AIM OF THE TASK:
In the piece on opioid treatment and health care reform, translate this sentence into Spanish: "This coalition has provided guidance to federal and state agencies in working through the challenges of Health Care Reform and Parity."

SELECTED EXCERPT:
▼

Preparing for EHRs and Healthcare reform for Opioid Treatment Providers

Our treatment community and leading policy officials understand that we are in the age of Health Care Reform and Parity Reform. AATOD is part of the Coalition for Whole Health, which is co-chaired by Paul Samuels and Rob Mandersheid. This coalition has provided guidance to federal and state agencies in working through the challenges of Health Care Reform and Parity. One could objectively argue that the patients we treat are in a far better place as a result of these two critical policy changes in the United States.

In spite of these federal reforms, there are challenges in the states with regard to reimbursement for the services provided through addiction treatment providers, including Opioid Treatment Programs and DATA 2000 medical practices. ASAM published major findings on this topic during July 2014. We already know that there are at least 17 states that do not have any Medicaid reimbursement for Opioid Treatment Program services. AATOD is working with our policy partners to change this process so that patients can get access to addiction treatment services through OTPs and DATA 2000 practices as Medicaid beneficiaries get increased access to care through Medicaid reimbursement.

▲

DATASET:
▼

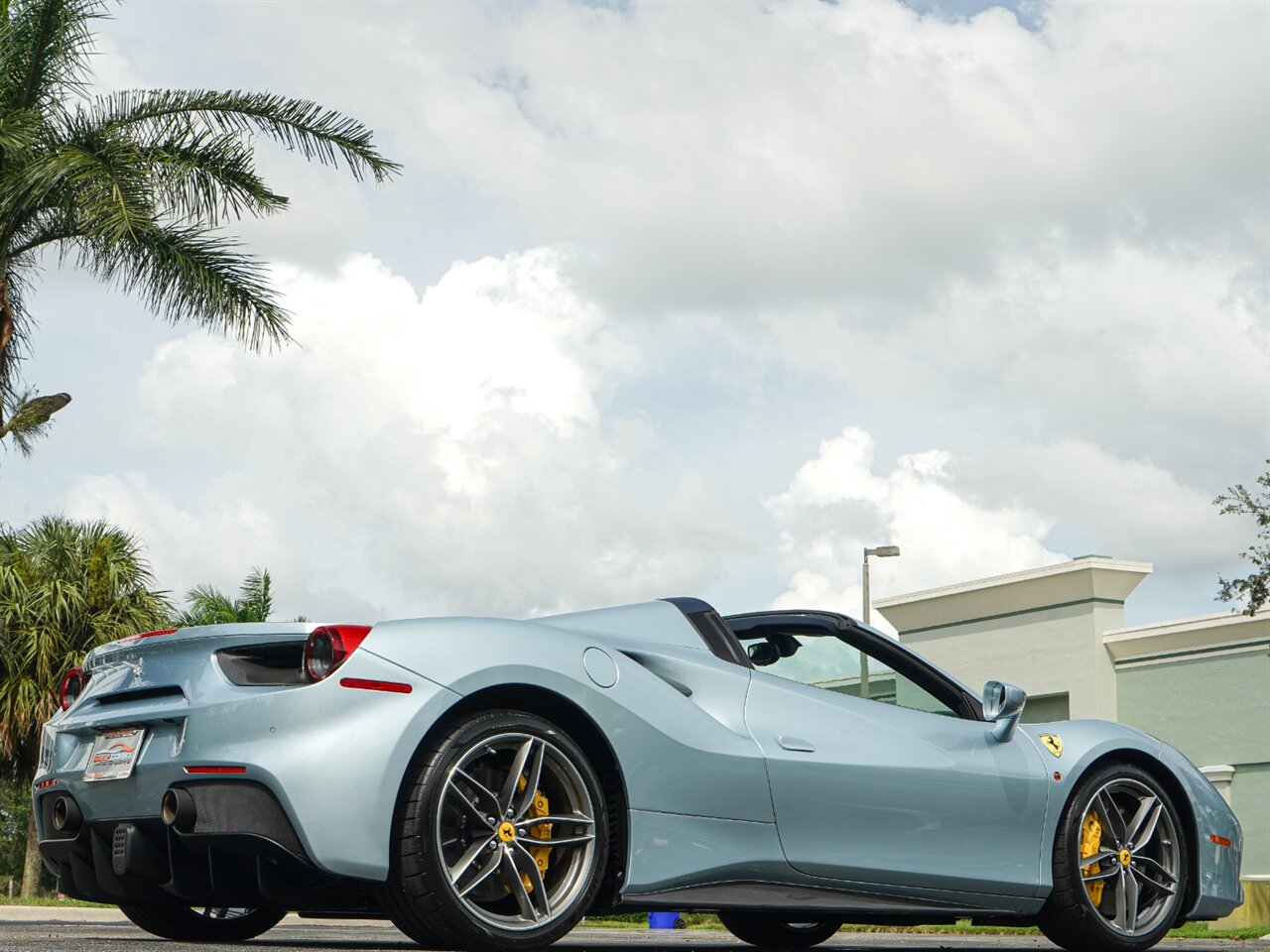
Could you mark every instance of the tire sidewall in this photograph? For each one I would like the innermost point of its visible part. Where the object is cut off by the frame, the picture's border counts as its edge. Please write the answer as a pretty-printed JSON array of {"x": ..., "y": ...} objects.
[
  {"x": 475, "y": 729},
  {"x": 182, "y": 924}
]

▲

SOLVED EXERCISE:
Esta coalición ha brindado orientación a las agencias federales y estatales para afrontar los desafíos de la Reforma de la Atención Médica y de la Paridad.